━━ SOURCE DATA ━━
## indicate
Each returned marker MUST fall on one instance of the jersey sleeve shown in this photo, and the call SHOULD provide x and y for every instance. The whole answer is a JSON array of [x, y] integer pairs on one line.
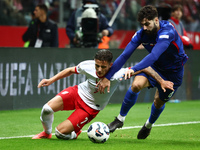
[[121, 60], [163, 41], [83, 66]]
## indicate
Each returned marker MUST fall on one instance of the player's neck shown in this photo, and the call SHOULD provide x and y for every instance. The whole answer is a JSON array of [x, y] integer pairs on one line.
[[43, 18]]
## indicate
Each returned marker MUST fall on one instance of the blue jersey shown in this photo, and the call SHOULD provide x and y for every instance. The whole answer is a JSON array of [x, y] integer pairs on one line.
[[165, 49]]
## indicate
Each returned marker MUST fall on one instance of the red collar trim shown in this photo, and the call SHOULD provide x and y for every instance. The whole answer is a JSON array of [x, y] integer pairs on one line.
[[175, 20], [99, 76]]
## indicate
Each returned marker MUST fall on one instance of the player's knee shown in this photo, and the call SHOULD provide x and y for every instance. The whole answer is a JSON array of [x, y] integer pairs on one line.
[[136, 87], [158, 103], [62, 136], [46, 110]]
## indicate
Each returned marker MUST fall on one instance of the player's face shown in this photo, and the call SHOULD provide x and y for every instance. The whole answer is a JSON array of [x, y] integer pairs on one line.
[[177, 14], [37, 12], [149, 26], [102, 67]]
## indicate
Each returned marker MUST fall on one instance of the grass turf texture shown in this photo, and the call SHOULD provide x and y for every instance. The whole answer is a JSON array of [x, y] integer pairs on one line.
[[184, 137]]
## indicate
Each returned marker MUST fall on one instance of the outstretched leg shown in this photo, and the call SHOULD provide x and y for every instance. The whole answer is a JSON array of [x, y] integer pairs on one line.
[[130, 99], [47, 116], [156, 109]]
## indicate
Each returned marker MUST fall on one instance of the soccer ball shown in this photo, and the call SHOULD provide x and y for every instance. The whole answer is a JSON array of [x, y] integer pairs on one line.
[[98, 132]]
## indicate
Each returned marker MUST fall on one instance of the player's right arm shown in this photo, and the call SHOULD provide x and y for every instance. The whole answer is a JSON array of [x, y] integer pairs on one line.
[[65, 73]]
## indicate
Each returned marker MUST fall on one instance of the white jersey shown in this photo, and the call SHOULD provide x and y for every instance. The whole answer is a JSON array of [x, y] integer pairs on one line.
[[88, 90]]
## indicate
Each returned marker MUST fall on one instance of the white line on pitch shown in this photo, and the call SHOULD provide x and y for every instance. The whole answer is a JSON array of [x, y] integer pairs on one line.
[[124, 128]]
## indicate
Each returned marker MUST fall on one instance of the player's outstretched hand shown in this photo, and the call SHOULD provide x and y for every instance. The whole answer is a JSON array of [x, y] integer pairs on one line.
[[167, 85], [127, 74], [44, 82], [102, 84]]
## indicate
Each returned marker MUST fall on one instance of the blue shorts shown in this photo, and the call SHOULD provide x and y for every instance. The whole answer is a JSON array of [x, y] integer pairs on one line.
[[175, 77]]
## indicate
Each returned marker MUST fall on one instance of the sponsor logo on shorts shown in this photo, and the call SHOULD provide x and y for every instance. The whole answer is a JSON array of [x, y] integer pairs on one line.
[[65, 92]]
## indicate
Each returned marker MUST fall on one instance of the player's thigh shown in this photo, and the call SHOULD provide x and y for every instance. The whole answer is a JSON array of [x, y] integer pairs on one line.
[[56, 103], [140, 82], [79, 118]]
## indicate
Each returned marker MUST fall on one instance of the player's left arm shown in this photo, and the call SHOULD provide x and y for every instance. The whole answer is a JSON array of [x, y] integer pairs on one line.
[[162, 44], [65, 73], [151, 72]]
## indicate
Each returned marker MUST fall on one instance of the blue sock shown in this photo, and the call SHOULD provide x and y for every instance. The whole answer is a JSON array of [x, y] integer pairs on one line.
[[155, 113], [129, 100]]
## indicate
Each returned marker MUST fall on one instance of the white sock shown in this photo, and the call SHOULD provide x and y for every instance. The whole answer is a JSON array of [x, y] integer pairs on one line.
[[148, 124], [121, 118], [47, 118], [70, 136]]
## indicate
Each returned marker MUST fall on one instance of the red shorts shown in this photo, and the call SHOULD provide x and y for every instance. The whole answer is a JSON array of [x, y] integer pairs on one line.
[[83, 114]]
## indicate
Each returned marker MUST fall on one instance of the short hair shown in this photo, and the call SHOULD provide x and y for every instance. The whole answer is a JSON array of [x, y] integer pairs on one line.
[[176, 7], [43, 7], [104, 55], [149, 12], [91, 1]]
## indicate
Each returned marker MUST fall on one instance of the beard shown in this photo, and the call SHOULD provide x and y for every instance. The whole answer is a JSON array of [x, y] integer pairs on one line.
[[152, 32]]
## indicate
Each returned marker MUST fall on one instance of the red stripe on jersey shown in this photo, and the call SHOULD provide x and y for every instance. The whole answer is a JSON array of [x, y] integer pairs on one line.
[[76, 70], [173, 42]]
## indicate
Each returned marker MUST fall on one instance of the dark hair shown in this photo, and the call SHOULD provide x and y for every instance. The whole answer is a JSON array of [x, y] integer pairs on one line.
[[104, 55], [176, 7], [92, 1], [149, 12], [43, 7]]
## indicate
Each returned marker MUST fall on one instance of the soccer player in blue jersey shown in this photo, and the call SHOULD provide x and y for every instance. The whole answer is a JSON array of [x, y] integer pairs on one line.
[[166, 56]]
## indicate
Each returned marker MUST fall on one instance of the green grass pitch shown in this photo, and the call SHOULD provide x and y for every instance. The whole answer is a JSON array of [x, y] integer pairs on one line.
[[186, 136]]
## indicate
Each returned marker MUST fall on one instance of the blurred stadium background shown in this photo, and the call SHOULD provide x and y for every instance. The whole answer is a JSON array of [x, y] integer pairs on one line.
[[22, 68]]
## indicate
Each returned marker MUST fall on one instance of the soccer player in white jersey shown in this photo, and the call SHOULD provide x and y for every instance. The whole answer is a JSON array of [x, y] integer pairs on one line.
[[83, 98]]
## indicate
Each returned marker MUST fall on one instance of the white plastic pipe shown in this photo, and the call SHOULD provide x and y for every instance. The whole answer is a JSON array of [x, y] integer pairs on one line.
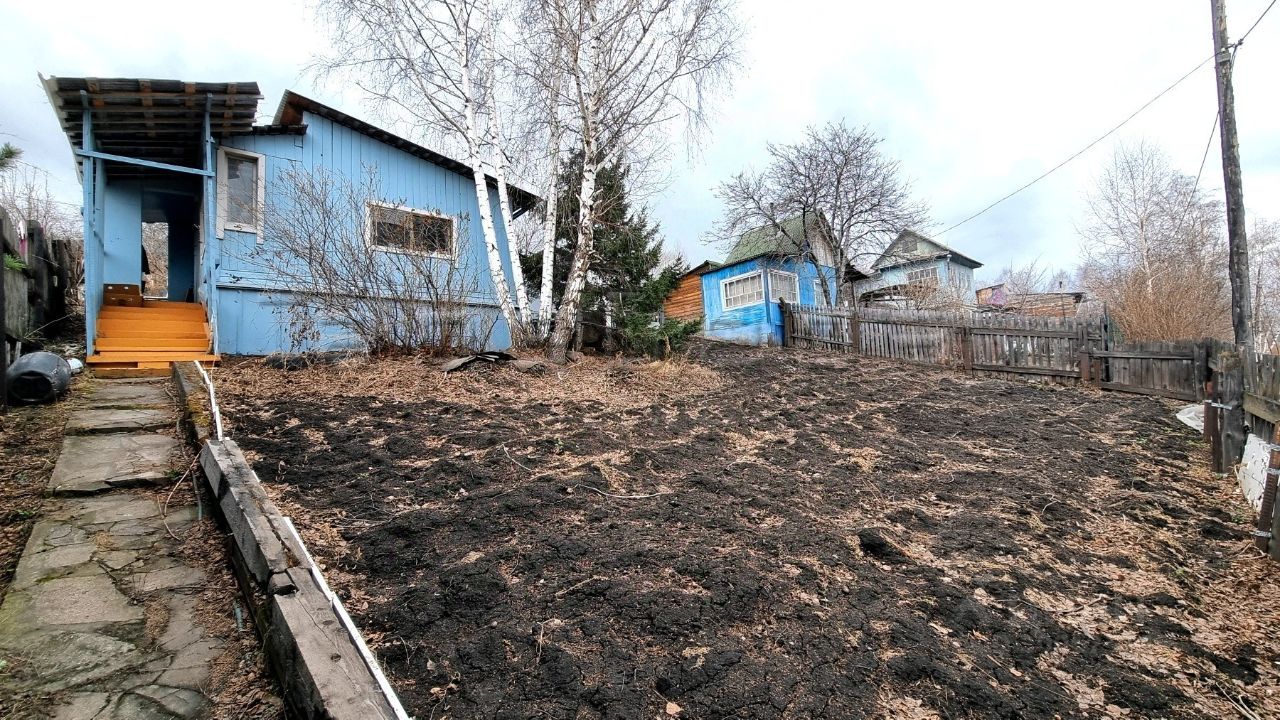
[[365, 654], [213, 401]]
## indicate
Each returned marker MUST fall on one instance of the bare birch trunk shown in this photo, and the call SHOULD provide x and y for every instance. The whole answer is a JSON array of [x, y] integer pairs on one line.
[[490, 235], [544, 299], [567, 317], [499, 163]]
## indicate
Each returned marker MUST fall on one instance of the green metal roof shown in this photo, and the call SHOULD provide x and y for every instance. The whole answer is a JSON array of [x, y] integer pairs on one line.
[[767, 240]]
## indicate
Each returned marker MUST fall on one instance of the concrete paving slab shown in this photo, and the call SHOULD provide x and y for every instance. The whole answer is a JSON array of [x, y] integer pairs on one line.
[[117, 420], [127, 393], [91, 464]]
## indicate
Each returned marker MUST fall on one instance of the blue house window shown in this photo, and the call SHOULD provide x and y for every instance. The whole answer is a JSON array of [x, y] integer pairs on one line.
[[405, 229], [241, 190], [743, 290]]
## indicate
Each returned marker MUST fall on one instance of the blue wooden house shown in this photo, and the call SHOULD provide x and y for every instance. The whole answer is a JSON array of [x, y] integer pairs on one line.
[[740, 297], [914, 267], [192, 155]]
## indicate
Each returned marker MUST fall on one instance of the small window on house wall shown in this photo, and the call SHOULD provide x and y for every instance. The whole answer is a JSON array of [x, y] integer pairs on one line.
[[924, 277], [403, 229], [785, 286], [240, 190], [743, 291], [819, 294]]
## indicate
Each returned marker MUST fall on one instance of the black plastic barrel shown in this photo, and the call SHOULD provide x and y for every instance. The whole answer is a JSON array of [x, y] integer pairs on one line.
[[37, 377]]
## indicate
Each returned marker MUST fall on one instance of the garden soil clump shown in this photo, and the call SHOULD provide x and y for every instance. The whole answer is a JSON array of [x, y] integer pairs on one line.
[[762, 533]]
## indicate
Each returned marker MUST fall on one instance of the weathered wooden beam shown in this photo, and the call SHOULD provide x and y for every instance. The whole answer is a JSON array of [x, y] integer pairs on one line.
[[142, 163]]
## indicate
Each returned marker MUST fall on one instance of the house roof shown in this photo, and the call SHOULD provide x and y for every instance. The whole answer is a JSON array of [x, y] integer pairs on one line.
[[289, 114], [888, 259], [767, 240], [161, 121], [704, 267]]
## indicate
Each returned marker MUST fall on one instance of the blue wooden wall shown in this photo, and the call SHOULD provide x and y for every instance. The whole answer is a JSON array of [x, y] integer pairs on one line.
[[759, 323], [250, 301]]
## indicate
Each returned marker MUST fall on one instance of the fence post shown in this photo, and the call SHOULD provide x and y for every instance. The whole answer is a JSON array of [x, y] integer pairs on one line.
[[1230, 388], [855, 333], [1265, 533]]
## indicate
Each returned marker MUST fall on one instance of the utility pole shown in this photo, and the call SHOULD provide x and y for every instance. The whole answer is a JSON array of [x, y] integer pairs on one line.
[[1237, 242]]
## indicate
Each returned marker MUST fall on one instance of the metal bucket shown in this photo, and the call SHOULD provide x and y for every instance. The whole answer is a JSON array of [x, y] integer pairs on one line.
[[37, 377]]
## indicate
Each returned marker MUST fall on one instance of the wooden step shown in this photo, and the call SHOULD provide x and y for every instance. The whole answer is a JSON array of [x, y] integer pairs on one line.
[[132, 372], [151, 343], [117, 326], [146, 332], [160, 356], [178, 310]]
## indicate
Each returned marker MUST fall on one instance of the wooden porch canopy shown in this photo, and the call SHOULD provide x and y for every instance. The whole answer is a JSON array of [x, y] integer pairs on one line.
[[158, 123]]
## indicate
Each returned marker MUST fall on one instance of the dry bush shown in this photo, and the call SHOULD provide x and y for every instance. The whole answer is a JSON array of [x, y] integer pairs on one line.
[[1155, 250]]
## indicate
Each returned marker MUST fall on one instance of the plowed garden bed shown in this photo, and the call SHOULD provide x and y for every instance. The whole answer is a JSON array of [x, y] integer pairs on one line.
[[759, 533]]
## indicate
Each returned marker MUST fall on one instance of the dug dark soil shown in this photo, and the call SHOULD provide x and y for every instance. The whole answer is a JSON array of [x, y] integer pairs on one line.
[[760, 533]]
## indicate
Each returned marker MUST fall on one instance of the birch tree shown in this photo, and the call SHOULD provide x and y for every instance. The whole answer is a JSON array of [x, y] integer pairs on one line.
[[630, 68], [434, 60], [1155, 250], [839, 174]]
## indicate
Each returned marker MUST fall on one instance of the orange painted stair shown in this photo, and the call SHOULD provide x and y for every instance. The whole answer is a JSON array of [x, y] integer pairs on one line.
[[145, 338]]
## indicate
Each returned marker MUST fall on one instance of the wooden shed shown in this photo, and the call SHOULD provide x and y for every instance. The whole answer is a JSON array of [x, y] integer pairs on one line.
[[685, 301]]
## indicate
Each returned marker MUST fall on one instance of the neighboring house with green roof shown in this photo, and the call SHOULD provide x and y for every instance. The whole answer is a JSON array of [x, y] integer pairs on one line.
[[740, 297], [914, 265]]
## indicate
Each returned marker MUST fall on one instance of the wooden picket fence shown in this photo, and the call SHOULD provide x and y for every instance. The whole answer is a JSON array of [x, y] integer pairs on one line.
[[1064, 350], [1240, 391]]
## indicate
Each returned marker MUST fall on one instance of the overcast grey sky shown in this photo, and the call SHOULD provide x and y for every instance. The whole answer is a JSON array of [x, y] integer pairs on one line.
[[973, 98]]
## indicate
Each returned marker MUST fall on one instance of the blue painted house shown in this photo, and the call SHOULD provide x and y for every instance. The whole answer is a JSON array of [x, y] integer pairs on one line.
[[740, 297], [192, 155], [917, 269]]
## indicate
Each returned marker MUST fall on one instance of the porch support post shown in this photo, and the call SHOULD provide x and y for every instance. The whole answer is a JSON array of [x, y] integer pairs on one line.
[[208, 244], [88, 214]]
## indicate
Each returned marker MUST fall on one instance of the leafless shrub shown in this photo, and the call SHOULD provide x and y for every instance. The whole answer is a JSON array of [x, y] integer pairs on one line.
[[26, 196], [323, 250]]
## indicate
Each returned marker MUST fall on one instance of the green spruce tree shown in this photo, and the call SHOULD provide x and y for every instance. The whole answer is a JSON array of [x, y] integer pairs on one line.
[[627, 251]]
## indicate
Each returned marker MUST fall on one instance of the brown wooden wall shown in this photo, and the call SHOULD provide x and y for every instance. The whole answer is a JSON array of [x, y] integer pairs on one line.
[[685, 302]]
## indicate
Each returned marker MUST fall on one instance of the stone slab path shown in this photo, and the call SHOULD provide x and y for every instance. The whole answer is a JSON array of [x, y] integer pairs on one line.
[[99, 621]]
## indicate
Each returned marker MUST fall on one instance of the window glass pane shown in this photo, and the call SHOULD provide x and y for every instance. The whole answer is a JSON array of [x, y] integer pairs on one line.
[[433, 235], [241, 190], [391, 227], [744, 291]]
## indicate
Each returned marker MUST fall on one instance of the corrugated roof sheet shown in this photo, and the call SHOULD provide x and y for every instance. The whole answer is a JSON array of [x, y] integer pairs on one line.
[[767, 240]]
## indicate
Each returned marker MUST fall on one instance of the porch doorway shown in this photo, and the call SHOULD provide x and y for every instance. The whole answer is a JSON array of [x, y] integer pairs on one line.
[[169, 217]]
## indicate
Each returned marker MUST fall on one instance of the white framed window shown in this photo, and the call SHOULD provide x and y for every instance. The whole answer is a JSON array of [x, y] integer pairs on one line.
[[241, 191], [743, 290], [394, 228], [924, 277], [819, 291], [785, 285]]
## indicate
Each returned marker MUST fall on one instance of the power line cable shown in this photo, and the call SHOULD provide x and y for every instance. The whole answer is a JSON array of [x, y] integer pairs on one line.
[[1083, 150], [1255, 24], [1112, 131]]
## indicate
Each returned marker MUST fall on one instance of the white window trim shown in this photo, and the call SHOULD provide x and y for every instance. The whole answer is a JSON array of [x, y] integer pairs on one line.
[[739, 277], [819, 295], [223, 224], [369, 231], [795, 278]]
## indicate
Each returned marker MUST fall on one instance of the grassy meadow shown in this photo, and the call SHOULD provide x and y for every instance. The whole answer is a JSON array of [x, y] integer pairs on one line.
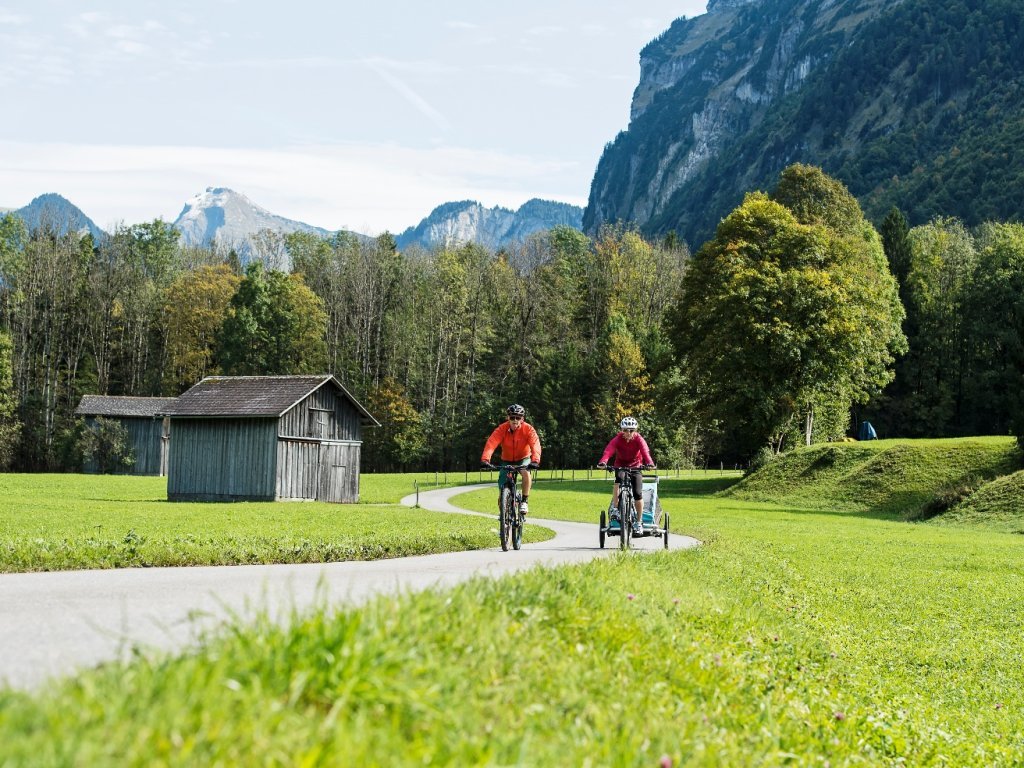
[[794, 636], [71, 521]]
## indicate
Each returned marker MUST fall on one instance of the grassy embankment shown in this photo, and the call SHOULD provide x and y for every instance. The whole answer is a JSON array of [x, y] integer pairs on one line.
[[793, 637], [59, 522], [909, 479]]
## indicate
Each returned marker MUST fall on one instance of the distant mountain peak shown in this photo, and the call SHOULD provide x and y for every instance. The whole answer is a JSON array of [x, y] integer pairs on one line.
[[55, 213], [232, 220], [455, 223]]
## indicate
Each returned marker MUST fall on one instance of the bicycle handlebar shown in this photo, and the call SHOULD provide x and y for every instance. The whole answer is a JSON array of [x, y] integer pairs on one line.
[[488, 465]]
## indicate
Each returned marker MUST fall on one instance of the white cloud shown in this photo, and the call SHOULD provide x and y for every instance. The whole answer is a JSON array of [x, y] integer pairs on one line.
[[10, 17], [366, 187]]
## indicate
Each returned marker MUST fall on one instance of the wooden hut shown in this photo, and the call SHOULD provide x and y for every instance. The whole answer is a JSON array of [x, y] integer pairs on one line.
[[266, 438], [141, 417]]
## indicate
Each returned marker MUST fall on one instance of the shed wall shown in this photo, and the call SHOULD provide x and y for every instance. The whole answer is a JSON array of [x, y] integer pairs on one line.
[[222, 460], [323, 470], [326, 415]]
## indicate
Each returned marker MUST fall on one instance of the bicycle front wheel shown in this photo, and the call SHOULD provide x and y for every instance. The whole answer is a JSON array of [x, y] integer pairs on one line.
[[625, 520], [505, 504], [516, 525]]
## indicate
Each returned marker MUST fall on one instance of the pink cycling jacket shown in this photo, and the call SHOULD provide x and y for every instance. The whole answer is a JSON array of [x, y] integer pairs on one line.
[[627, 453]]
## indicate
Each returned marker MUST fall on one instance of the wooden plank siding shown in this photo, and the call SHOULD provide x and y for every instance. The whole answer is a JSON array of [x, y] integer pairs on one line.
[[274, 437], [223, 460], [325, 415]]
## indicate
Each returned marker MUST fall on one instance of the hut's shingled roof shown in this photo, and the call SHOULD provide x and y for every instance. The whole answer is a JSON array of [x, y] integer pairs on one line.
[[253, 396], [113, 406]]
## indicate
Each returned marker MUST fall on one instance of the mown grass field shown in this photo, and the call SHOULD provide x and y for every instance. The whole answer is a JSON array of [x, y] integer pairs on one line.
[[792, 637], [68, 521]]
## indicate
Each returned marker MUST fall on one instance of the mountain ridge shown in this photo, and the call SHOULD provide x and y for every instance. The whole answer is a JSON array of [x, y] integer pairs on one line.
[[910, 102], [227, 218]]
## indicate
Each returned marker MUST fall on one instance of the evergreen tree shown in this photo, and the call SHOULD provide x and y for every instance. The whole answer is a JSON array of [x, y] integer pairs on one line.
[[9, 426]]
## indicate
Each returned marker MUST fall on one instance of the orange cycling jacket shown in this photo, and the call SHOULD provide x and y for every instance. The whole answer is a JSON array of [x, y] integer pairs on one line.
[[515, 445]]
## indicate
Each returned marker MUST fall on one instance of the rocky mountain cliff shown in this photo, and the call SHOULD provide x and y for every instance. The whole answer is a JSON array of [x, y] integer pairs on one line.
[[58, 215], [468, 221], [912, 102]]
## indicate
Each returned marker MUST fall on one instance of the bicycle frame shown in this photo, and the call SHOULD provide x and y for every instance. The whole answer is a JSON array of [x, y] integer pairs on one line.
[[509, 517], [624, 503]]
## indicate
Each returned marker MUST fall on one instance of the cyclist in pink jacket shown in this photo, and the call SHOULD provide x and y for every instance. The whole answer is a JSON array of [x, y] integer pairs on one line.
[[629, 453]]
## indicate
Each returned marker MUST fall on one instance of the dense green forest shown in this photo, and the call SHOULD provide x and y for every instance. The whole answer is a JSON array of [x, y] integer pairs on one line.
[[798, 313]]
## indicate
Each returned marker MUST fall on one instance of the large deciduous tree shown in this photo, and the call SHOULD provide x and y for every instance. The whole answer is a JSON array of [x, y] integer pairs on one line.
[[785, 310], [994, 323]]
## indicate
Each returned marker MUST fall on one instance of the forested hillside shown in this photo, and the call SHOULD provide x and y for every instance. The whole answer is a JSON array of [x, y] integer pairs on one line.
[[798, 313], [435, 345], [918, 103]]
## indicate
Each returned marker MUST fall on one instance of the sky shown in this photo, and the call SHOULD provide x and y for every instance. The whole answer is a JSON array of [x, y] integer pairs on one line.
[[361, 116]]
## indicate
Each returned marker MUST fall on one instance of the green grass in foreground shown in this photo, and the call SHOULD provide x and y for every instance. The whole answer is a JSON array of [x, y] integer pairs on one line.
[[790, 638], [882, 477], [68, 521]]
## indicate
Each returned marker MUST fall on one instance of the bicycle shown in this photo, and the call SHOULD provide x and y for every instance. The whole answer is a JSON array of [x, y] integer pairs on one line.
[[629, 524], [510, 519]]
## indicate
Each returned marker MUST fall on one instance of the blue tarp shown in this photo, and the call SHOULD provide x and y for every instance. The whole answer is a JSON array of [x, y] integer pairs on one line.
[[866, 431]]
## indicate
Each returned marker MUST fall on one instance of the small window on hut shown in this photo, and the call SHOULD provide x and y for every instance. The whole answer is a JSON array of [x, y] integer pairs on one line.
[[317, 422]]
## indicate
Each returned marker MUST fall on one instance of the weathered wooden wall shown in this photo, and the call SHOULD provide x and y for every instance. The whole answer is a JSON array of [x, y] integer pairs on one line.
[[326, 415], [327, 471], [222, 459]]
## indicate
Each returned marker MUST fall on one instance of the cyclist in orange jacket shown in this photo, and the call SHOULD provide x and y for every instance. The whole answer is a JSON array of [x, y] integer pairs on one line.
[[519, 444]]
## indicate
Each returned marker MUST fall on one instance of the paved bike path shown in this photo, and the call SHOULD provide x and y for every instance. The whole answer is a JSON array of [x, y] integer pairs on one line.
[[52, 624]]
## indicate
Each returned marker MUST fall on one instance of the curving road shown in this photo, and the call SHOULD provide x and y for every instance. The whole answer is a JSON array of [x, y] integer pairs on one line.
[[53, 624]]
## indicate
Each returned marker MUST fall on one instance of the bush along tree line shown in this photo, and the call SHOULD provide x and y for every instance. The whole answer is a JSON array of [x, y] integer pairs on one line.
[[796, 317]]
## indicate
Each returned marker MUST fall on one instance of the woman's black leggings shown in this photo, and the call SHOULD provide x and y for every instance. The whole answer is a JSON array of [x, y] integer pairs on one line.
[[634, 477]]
━━━
WRITTEN INSTRUCTION → Reproduce every line from the start of the entries down through the line containing "[[136, 87], [158, 103], [62, 136], [46, 110]]", both ends included, and shift each coordinate in the answers by adding 83 to it. Leave the pictures out of your response.

ANSWER BELOW →
## indicate
Each returned marker MUST fall on one instance of the jersey sleeve shown in this photo, and the call SHOULD provide x and y for every instance. The whole answer is a JSON array of [x, y] integer pairs on one line.
[[204, 143], [246, 124], [166, 149]]
## indicate
Each returned marker MUST fall on one instance of the player's neck shown in this photo, and the call SHOULD provide x and y for every instance. The whole answer is a JSON array of [x, y] integer pairs on one line.
[[126, 101]]
## indicate
Each returned marker MUST fall on one instance of the blue jersey shown in this photo, and the call SHOULD provide x and y for every instance. The whole answer is a JSON array of [x, y] integer pairs on one line.
[[248, 132]]
## indicate
Each returned marker MUST fall on one instance of the red collar trim shown in this photo, and the call SHOULD provide x and y for every instance. The whole answer is a JSON array of [x, y] integer pairs on one line.
[[258, 103], [182, 159]]
## indicate
Each returned marker MUST fall on one instance of the player's knee shown in this photo, and the call SHOULD provide x and y for every instance. The whole answer is a JSON array of [x, y] integer pairs on one line.
[[219, 170], [241, 186], [145, 219], [129, 193]]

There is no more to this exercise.